== WHAT IS REQUIRED ==
Say yes or no for each statement, using the abstract below on lead-212 activity calibration, and quote the abstract's deciding words exactly: (a) the method uses a NaI detector; (b) calibrations for lead-212 rest on lead-212 alone; (c) gallium-68 is named as a radionuclide for therapy.

== SUPPLIED TEXT ==
§

Oral Presentation Royal Australian Chemical Institute National Congress 2026

Activity calibration for out-of-equilibrium lead-212 in radiopharmaceutical preparation (136985)

William W Hunt 1 2 , Lachlan McIntosh 3 4 , Peter Roselt 1 2 , Price Jackson 2 3 , Mohammad B Haskali 1 2
  1. Department of Radiopharmaceutical Sciences, The Peter MacCallum Cancer Centre, Melbourne, Victoria, Australia
  2. The Sir Peter MacCallum Department of Oncology, The University of Melbourne, Melbourne, Melbourne, Victoria, Australia
  3. Department of Physical Sciences, The Peter MacCallum Cancer Centre, Melbourne, Victoria, Australia
  4. School of Science, RMIT University, Melbourne, Victoria, Australia

Background: Theranostics combines diagnosis and therapy in a single targeting moiety, with the modality determined by the chosen radionuclide. For diagnosis, positron emission tomography imaging uses positron-emitting radionuclides such as gallium-68 and fluorine-18. For therapy, beta-emitting radionuclides like lutetium-177 (177Lu) and alpha-emitting radionuclides such as lead-212 (212Pb) are employed. Alpha therapy with 212Pb is advantageous because as it’s produced onsite with generators, and a half-life of 10.6 hours aligning well with the biological half-life of many peptide-based targeting vectors that are often used to deliver the cytotoxic payload to tumours.  212Pb presents unique activity-measurement challenges not encountered with conventional isotopes such as 177Lu. It exists in an equilibrium with decay products bismuth-212, polonium-212, and thallium-208 so calibrations are based on this equilibrium rather than on 212Pb alone. Chemical processing separating these components can disturb the equilibrium, complicating radioactivity measurements and dose calibration.

Methods: We developed a gamma spectroscopy approach using a NaI detector to map decay-product distributions when out of equilibrium. After calibrating the detector to the equilibrium system, the proportion of daughter products after any disturbance may be determined by comparison to the known equilibrium spectrum due to daughter photon emissions. We determined correction factors for accurate radioactivity measurements with standard ionization chambers for any equilibrium state.

Results: This approach addresses a key limitation in radiopharmacy, improving safety, efficacy, and reproducibility, and can be adapted to other isotopes with similar dynamics. Considerations include workflow integration, cross-validation across platforms, regulatory implications, and broader applicability to manufacturing and clinical settings.

Conclusion: A gamma spectroscopy–based method using a NaI detector determines out-of-equilibrium decay distributions and derives correction factors for precise measurements with standard detectors, enabling reliable analysis, calibration, and quality control of 212Pb across equilibrium states. This supports robust dose quantification and may better facilitate clinical translation of 212Pb-based theranostics.

§

== DATASET EXTRACT ==
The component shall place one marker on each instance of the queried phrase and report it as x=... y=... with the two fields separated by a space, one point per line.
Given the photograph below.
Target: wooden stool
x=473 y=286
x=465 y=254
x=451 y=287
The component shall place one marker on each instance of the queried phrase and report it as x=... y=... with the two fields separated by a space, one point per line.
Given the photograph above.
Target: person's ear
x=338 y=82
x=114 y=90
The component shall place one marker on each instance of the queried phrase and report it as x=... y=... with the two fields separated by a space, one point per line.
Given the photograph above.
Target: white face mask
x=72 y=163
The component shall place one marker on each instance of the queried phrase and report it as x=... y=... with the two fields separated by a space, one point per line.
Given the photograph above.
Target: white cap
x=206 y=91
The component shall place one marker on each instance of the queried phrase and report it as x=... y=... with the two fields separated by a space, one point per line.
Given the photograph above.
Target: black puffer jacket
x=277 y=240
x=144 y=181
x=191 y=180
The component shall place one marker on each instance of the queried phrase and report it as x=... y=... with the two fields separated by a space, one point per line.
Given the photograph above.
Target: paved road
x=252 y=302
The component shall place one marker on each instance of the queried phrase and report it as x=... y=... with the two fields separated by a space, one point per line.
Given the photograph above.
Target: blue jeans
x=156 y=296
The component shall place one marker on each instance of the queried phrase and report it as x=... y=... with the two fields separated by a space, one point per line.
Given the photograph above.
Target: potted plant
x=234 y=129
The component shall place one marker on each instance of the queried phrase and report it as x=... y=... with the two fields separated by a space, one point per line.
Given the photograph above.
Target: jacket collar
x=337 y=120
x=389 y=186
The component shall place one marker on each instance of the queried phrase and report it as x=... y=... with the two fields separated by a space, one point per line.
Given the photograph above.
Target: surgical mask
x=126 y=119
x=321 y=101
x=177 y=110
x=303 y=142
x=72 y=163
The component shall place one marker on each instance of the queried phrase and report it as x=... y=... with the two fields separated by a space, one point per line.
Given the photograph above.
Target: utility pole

§

== SOLUTION ==
(a) Yes: "We developed a gamma spectroscopy approach using a NaI detector to map decay-product distributions when out of equilibrium."
(b) No: "so calibrations are based on this equilibrium rather than on 212Pb alone"
(c) No: "For diagnosis, positron emission tomography imaging uses positron-emitting radionuclides such as gallium-68 and fluorine-18."